__TO BE DONE__. Convert all of these lines into a two-column CSV with the headers text and answer, giving each piece of text one row with its full answer beside it. Put every field in quotes and turn line breaks into spaces.

Named-object pointing records:
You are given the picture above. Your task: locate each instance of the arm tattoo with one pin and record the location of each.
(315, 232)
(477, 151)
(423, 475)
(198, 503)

__ANSWER BELOW__.
text,answer
"You are given the picture above. Your task: locate each instance of the arm tattoo with one pin and record the location of each.","(315, 232) (477, 151) (423, 475) (198, 503)"